Kaitlyn Hardy ‘25 / Emertainment Monthly Staff Writer
The White Lotus, an anthology miniseries on HBO, takes viewers on a purgatory of a vacation. The show follows a star-studded cast of elites and socialites vacationing at the fictional White Lotus Resort, with the thrill of a whodunit murder mystery lingering throughout each season.
The current second season travels through Sicily, capturing the beauty and history of the island while cuting through this charm with sharp, satirical commentaries on the privleges and problems of its characters.
Michael Imperioli may be most known for his role as Christopher Moltisanti in HBO’s The Sopranos, but he has stepped back into the HBO spotlight with The White Lotus. Imperioli plays Dominic “Dom” Di Grasso, a father on vacation with his son, Albie (Adam DiMarco), and father, Bert (F. Murray Abraham) in search of discovering their Sicilian roots. Although their journey is in search of family, the trio revolve around their arguments of family values, infidelity, and feminism. Imperioli’s Dom is a shame-ridden, sex-addicted Hollywood producer struggling to break his pattern of infidelity to show he’s not the man the women in his life have resented him for being.
Imperioli spoke with Emertainment Monthly about his character, the highly-anticipated season finale, which airs on Sunday, December 11 at 9 p.m, and an inside scoop on season 3.
This interview has been lightly edited for length and clarity.
Emertainment Monthly: Why did you decide to audition for the role of Dom Di Grasso?
Michael Imperioli: Well, the fact that they were shooting in Sicily for four months certainly piqued my interest.
But really, I had heard that the show was really, really good. I watched it after I heard they were interested in me for the part and I thought it was really broad minded. It had a lot of compassion in trying to understand people’s humanity rather than just judgement.
How did you craft the character of Dom?
I really tried to focus on addiction rather than just somebody who’s a serial cheater. In essense that is what he’s doing, but it’s complicated by the nature of addiction, where you’re doing stuff you don’t necessarily want to do but you don’t have the power to stop it. You experience a lot of regret, remorse, and anxiety after the fact and yet you have this complusion to repeat it again.
What did you like about playing Dom?
For me, my favorite kind of work is when I don’t have to do a lot of things that aren’t me, like an accent or changing my voice or changing how I look. If you can keep it somehow close to you, without embellishing, I find that more challenging than anything– and more satisfying. So this kind of allowed that, just because Dom’s energy level didn’t really need any amping up or anything like that. Someone like Christopher has a very different energy level, different way of talking, different rhythm in the way he walks and talks, but Dom is much closer to me energetically. I’m also someone who has kids and parents so I understand that distance between the generations.
Could you talk a bit more about the dynamics of these relationships and how you interpreted them?
With his father, Dom has a lot of resentment yet still a lot of love. And he’s trying to get to a place where he’s not so resentful anymore, knowing that his father’s nearing the end of his life. So he takes him on this trip because he really wants to give him that experience. And with the son, there’s a lot of resentment as well. His son’s still very dependent in a lot of ways and yet challenges him all the time.I think Dom wants a certain degree of respect that he’s not getting and he feels judged in a way that’s unfair.

Your objective - Please carry the Michael Imperioli interview about The White Lotus forward from its last sentence.

Collected data -
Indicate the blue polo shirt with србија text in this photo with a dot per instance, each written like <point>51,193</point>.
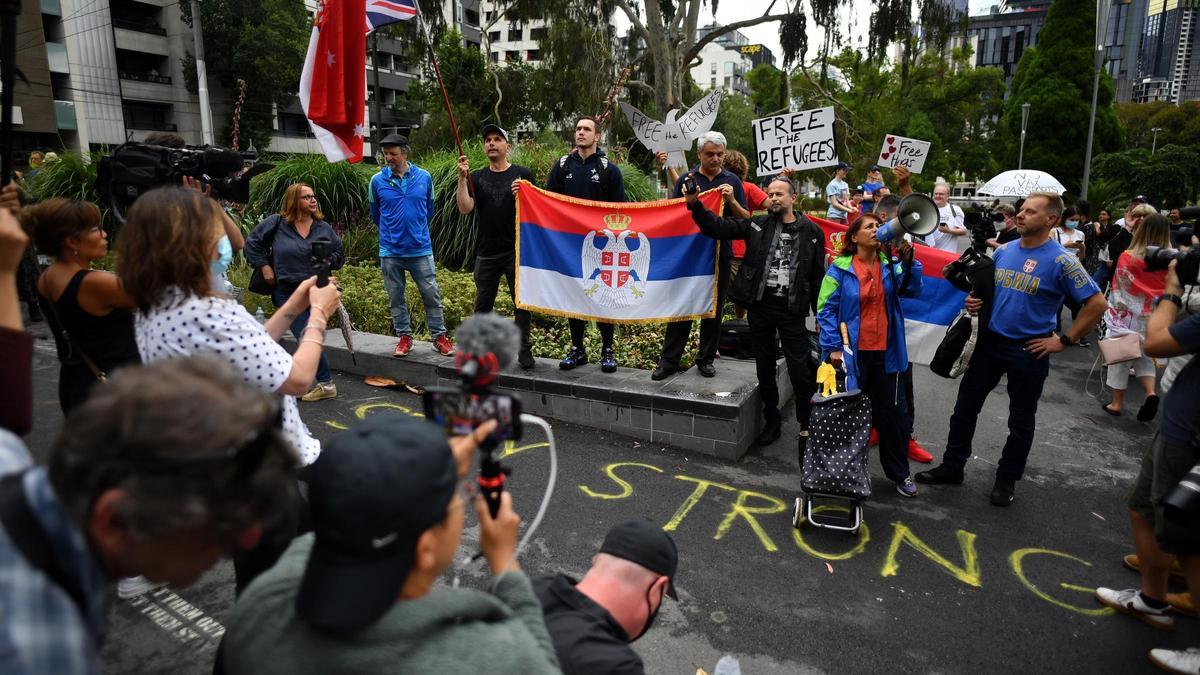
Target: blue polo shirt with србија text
<point>1031,285</point>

The response -
Many of these complex emotions can be found in Dom’s facial expressions alone. Can you explain how you go about acting with expressions rather than just lines?
I never think about expressions. I can’t imagine trying to make your face a certain way, I don’t know how to do that. I don’t really watch my stuff much anymore because sometimes when you see what you’re doing, it clashes with what you think you were doing, which shows how little control you have over what you do.
I think about what I’m trying to do in the scene, what I want from the other person, what I’m trying to express from them. A lot of physical stuff comes out of your commitment to the intention and truth of the scene; physicality comes in the wake of emotion.
How would you say Dom has changed as a character throughout the season?
I think something had shifted for him and he finally got to a place where he realized he has to change. He’s someone who’s done what he’s done for a long time– he compartmentalized it and justified it based on his success, his role as provider, and his feelings that everybody does it. In the beginning of the show, he’s still in the thick of it, but at the top of episode three he hits rock bottom, waking up and realizing he went a little too far. He then realizes that there’s more to this problem, that it’s something chronic. What he’s learning is that addiction is an inside job; it’s a psychological thing that has to be sorted out from the inside.
How does this season differ from the first?
The first season was really about America and colonialism, class, and those things. In the second season, the themes are really more about sexual politics, the roles of men and women, masculinity and femininity. I think Sicily is imbued with those themes and you see it a lot in the show in the representation with the ancient world.
Without spoiling the finale, what can audiences expect?
They’ll be really surprised. It’s pretty bonkers.
In three words (in addition to “bonkers”), how would you describe the finale?
Unexpected, exciting, and satisfying.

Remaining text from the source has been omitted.